### AIM
Return each line of the listing below that contains the word "cream", copying every such line in full.

### DATA PROVIDED
====

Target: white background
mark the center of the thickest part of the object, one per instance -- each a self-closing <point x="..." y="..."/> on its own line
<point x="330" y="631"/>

====

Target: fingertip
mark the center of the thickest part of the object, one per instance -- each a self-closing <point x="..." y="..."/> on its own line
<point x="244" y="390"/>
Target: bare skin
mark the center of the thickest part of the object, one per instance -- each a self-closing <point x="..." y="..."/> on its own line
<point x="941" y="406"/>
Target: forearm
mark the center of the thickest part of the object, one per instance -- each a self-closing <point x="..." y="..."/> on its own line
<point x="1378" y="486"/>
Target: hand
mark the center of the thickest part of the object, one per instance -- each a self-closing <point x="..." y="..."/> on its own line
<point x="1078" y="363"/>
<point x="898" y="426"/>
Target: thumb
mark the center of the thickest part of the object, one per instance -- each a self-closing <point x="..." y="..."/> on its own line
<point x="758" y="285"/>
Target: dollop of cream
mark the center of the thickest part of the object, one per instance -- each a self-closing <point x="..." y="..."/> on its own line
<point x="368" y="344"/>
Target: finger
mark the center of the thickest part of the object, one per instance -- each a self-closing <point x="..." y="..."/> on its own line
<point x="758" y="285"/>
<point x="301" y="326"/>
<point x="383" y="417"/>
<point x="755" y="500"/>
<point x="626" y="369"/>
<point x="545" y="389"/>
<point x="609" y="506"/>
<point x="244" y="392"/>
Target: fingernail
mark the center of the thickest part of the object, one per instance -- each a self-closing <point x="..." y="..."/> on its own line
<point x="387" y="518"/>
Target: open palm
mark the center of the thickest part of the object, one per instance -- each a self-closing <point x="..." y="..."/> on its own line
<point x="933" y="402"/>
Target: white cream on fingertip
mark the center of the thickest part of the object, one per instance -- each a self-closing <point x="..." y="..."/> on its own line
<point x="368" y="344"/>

====

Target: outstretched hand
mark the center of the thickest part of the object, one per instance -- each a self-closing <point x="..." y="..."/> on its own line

====

### EXERCISE RESULT
Target: dollop of cream
Target: white cream on fingertip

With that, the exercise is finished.